■ Extracted text ■

Here, the lines between # QUERY and # /QUERY are the part that is responsible for discovering matches. In actually issuing the query, Recon duplicates this part for each of the dataset entries on a particular page inside UNION clauses. Recon uses the assignment BIND(<QUERY_ID> AS ?queryId) to differentiate between these queries in the response.

In this example, the matching is made based on a Jena text query. Being based on Lucene, jena-text uses its query syntax. This in turn necessitates the first complex replace operation, which escapes all special characters Lucene would otherwise interpret as query instructions. After this, further processing is done to better handle names of the form Oxford, Oxfordshire, Eng.. Finally, the whole query is replicated as a fuzzy query in order to guarantee that all possibly relevant matches are indeed returned.

■ Task set ■
A - Please transcribe the part of the Recon query passage starting with "Here, the lines" and going on through "in the response.".
B - Turn the paragraph of the Recon query passage that begins "In this example, the matching" into a short bulleted list that keeps its main facts.
The rows that come next are separate material, apart from the passage above.

■ Extracted entries ■
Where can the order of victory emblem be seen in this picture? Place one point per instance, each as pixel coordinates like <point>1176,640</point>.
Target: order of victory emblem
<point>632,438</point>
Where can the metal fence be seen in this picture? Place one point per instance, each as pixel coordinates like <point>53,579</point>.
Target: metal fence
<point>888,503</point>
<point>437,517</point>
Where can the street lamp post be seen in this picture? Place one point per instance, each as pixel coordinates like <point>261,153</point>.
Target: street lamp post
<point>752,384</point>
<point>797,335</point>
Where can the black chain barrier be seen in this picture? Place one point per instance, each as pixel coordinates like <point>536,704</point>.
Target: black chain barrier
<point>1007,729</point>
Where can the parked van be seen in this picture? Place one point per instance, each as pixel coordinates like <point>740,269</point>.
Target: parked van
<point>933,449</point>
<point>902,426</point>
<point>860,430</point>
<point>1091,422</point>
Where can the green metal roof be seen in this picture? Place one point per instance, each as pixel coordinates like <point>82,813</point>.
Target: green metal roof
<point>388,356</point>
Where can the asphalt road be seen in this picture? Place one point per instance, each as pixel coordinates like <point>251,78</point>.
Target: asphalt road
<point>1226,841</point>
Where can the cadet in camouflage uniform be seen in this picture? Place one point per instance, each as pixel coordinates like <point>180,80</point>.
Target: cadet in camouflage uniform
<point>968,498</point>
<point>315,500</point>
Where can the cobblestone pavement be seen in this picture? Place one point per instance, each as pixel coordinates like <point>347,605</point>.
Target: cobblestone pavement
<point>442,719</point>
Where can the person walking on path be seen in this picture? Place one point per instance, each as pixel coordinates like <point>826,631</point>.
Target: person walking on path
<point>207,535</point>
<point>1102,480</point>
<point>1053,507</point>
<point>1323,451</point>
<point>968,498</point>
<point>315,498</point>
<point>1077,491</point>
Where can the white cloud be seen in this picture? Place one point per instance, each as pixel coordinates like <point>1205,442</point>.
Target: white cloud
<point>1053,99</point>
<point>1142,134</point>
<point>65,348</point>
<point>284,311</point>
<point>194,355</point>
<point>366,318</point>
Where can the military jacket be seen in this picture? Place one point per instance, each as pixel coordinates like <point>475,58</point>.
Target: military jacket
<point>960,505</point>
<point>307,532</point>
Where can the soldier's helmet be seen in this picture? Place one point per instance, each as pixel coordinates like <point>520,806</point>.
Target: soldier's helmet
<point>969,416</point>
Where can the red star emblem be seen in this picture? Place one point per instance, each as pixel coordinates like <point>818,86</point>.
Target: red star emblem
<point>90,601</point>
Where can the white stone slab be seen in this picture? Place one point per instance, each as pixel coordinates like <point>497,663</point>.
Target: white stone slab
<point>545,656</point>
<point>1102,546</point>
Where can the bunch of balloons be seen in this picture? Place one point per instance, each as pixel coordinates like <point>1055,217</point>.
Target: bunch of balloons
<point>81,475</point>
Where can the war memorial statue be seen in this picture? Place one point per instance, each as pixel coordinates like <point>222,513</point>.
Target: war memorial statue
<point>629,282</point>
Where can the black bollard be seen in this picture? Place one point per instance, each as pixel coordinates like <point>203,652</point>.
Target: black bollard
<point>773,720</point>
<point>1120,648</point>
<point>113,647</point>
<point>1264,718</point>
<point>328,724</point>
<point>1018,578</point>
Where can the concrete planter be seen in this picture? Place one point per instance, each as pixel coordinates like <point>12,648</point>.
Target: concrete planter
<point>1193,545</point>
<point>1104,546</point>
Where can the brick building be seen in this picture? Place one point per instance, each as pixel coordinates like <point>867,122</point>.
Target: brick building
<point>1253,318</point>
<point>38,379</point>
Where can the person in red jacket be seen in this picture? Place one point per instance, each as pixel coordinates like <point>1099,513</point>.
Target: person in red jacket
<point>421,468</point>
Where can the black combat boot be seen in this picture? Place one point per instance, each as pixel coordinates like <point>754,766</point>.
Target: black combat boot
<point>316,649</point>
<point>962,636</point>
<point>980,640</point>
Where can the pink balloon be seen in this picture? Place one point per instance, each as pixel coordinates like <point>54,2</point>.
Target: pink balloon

■ The results ■
A -
Here, the lines between # QUERY and # /QUERY are the part that is responsible for discovering matches. In actually issuing the query, Recon duplicates this part for each of the dataset entries on a particular page inside UNION clauses. Recon uses the assignment BIND(<QUERY_ID> AS ?queryId) to differentiate between these queries in the response.

B -
- The matching uses a Jena text query.
- Because jena-text is based on Lucene, it uses Lucene's query syntax.
- A first complex replace operation escapes all special characters that Lucene would otherwise read as query instructions.
- Further processing then better handles names of the form "Oxford, Oxfordshire, Eng."
- Finally, the whole query is replicated as a fuzzy query to guarantee that all possibly relevant matches are returned.